§ **TASK OBJECTIVE**
Substitute "labeling workflow" for "dataset curation pipeline" everywhere in the listing below and write it out again with nothing else changed. Leave the pictures out.

[Photo labels with bounding boxes]
■ ■ ■ ■ ■

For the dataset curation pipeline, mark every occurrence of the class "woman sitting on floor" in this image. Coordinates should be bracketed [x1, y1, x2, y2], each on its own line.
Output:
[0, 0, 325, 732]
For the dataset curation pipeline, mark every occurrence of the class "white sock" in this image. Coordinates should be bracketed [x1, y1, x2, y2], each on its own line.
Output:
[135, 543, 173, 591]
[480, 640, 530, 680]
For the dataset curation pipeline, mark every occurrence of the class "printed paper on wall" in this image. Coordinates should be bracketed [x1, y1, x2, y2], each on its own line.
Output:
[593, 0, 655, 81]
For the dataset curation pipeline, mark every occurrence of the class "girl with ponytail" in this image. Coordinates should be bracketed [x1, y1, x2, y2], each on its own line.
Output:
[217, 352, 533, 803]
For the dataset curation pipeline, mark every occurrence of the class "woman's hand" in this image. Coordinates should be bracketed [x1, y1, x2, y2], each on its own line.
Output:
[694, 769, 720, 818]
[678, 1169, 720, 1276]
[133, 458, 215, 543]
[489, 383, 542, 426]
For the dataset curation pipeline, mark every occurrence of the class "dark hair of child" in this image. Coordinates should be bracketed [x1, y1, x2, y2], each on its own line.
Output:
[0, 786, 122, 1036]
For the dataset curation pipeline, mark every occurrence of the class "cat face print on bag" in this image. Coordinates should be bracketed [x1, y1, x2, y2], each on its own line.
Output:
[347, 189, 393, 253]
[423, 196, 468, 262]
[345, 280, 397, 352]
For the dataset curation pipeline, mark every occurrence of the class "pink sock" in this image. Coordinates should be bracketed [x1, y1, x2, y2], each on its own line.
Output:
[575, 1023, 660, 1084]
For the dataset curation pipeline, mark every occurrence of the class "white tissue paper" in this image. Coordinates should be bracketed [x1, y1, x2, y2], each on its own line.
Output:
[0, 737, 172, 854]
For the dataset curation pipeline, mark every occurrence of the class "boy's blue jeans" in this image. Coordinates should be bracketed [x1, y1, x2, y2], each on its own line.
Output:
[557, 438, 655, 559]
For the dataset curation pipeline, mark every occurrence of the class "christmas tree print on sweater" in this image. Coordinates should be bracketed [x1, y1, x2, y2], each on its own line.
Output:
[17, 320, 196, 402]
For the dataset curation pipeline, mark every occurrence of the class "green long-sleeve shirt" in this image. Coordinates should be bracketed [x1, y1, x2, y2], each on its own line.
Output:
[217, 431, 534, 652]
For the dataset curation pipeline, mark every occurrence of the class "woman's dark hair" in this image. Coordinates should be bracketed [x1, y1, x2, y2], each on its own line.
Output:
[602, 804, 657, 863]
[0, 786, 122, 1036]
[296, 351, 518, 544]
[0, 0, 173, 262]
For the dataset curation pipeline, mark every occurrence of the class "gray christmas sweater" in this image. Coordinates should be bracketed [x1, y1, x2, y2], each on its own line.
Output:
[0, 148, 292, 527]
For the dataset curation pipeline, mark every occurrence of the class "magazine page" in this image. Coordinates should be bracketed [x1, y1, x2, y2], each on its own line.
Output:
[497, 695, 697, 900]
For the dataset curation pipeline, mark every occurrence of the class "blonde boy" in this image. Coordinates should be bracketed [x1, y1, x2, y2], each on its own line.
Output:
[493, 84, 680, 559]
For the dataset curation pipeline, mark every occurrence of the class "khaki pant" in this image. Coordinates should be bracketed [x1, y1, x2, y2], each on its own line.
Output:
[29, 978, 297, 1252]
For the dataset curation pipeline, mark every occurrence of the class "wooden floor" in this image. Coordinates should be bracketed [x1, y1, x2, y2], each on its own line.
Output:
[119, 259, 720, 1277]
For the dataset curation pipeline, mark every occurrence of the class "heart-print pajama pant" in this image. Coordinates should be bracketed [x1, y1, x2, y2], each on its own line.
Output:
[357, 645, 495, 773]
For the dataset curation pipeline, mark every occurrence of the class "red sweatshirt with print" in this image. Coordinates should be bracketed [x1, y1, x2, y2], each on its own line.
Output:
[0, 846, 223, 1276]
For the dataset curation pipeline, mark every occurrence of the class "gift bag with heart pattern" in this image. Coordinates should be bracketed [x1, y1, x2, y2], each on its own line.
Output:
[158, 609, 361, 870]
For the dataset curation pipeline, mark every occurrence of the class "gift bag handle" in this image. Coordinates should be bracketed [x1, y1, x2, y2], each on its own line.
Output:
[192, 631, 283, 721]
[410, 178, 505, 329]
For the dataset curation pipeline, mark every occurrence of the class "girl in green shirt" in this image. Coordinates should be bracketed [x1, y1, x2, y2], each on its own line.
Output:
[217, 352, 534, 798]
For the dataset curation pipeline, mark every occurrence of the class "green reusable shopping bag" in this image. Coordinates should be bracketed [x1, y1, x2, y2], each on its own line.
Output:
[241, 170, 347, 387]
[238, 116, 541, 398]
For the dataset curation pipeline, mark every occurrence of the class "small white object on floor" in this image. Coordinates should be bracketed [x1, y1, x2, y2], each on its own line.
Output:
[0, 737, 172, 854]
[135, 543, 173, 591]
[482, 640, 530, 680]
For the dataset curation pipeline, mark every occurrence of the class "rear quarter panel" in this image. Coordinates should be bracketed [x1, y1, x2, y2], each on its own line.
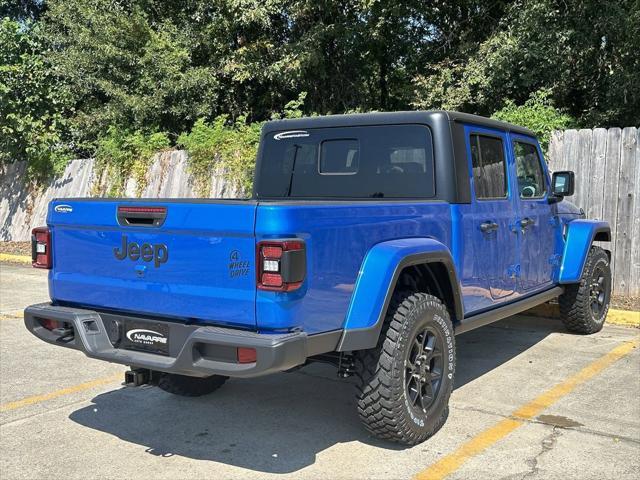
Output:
[256, 200, 451, 334]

■ ■ ■ ■ ■

§ **FULL RESPONSE**
For the labeling workflow, mark every occurrence of the class "woman sitting on floor" in this image. Coordinates should be bracketed [x1, y1, x2, y2], each on its own line.
Output:
[0, 0, 325, 732]
For the labeling workflow, mark every occurrence of the class "white sock" in this image. Coordinates should be bracketed [x1, y1, x2, y2], each on its own line.
Output:
[135, 543, 173, 591]
[480, 640, 530, 680]
For the labeling workflow, mark every occurrence of the class "printed paper on wall" in this image. Coordinates should be bracketed [x1, y1, x2, y2], each on its own line.
Output:
[593, 0, 655, 81]
For the labeling workflow, mark every occurrence of the class "girl with ponytail" in this image. Coordinates should be bracketed [x1, y1, x2, y2], each on its own line.
Output:
[217, 352, 533, 803]
For the labeling workflow, mark every occurrence of the class "woman's hand" in this image. Coordinates should be bracketed [x1, y1, x2, y2], each on its own line.
Output:
[694, 769, 720, 818]
[678, 1169, 720, 1276]
[133, 458, 215, 543]
[489, 383, 542, 426]
For the labeling workflow, mark every occurrence of the class "dark hair of child" in this image. Coordinates should be bracketed [x1, y1, x2, y2], each on its own line.
Output:
[0, 786, 122, 1036]
For the labeling workflow, mark every occurrence of the class "cat face print on bag" in this image. Coordinates should be bracketed [x1, y1, x2, y2], each on its own line.
Output:
[347, 189, 393, 253]
[423, 196, 468, 262]
[345, 280, 397, 352]
For the labeling workflow, mark every occurrence of the class "pink sock" in this image. Coordinates should be bracketed [x1, y1, x2, y2], each on its own line.
Output:
[575, 1023, 660, 1084]
For the labeling workflow, mark every occurrence of the class "white tissue paper" in this image. Coordinates should be bracketed [x1, y1, x2, y2], each on its own line.
Output:
[0, 737, 172, 854]
For the labeling workflow, mark every occurrence of the class "boy's blue jeans" in this image. Coordinates should be bracketed [x1, y1, x2, y2], each on its own line.
Output:
[557, 438, 655, 559]
For the labeling workflow, mark every occurrence of the class "christmas tree print on sweater" in this image. Coordinates should be bracketed [x1, y1, x2, y2], each on its own line.
Output:
[17, 320, 196, 402]
For the labeling workflow, mark every occurrence of the class "green long-sleeve shirt" in this image. Coordinates should be bracketed [x1, y1, x2, y2], each on its own line.
Output:
[217, 431, 534, 652]
For the labeling workflow, mark every occurrence of the class "woman's dark hair" in this image. Coordinates should be bracketed [x1, y1, x2, y2], each on its own line.
Output:
[602, 804, 657, 863]
[0, 786, 122, 1036]
[296, 351, 518, 544]
[0, 0, 173, 262]
For the labeling workflow, mark every occurrence of the class "gray christmas sweater" in this image. Coordinates should be bracketed [x1, y1, x2, y2], each on its own line.
Output:
[0, 148, 292, 527]
For the labeling workflow, mark every occurrence of the class "magazine page" in this image. Coordinates should be bracketed [x1, y1, x2, y2], each on its own line.
Output:
[497, 695, 697, 900]
For the labeling workflow, mark every occurrence of the class "blonde boy" in this image. Coordinates should be bracketed [x1, y1, x2, y2], each on its own line.
Output:
[493, 84, 680, 559]
For the labeling workflow, mark every occurrence of the class "khaki pant" in this image. Coordinates should be bracketed [x1, y1, x2, y2], each on its own line.
Output:
[29, 978, 297, 1252]
For the labeling workflow, mark every occurrence of the class "wooden floor" in this image. Coordinates should be bracketed [x1, y1, x2, y2], each on its own line.
Output:
[119, 259, 720, 1277]
For the labeling workflow, mark every occurrence of the class "heart-print pajama pant" in this image. Coordinates should be bracketed [x1, y1, x2, y2], each on its own line.
Output:
[357, 645, 495, 773]
For the labeling workflow, mark every occurrence of the class "red sweatshirt with print" in this image. Coordinates should be bracketed [x1, y1, x2, y2], each on its own line.
Output:
[0, 846, 223, 1276]
For the labeling workflow, mark every occurrence of the class "gift bag with heart pattern" in this image. Coordinates should be bracketed [x1, y1, x2, y2], each on its own line.
Output:
[158, 609, 361, 870]
For the labeling workflow, mark every occurrence of the class "gift bag handle" in this image. Coordinates should be bracketed [x1, y1, x2, y2], each on its own line.
Output:
[192, 631, 283, 721]
[410, 178, 505, 329]
For the labeling workflow, mark every occurrence of the class "girl in green shirt" in this image. Coordinates should be bracketed [x1, y1, x2, y2], each on its own line.
Output:
[217, 352, 534, 798]
For the labeling workflow, mark every occurrence of the class "green reusable shopping bag" in this image. Coordinates should be bracketed [x1, y1, x2, y2], each on its own line.
Output:
[241, 170, 347, 387]
[238, 116, 541, 398]
For the labeling workflow, mark every occurrence of the class "small white object on floor" in this image. Coordinates should be bracketed [x1, y1, x2, y2], each on its own line.
Output:
[0, 737, 172, 854]
[135, 543, 173, 591]
[482, 640, 530, 680]
For the labeling workflow, mark every occurrence of the class "rear quarter panel" in this image. Coordinates should be bracketed [x1, y1, x2, y2], each on its own line.
Output:
[256, 200, 451, 334]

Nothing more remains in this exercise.